[Items from a dataset]
━━━━━━━━
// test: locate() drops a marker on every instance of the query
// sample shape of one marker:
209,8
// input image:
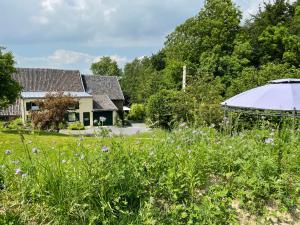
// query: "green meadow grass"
183,177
━━━━━━━━
→ WHAT IS REQUIRED: Write out every line of the rows above again, leaving out the pictures, and add 18 to each number in the answer coordinates. Keep the sample marker line unchanged.

→ RESPONSE BELOW:
// test: locate() drops a marker on every instance of the query
// sample shape of one marker:
209,8
// input image:
// query: "green meadow grass"
201,195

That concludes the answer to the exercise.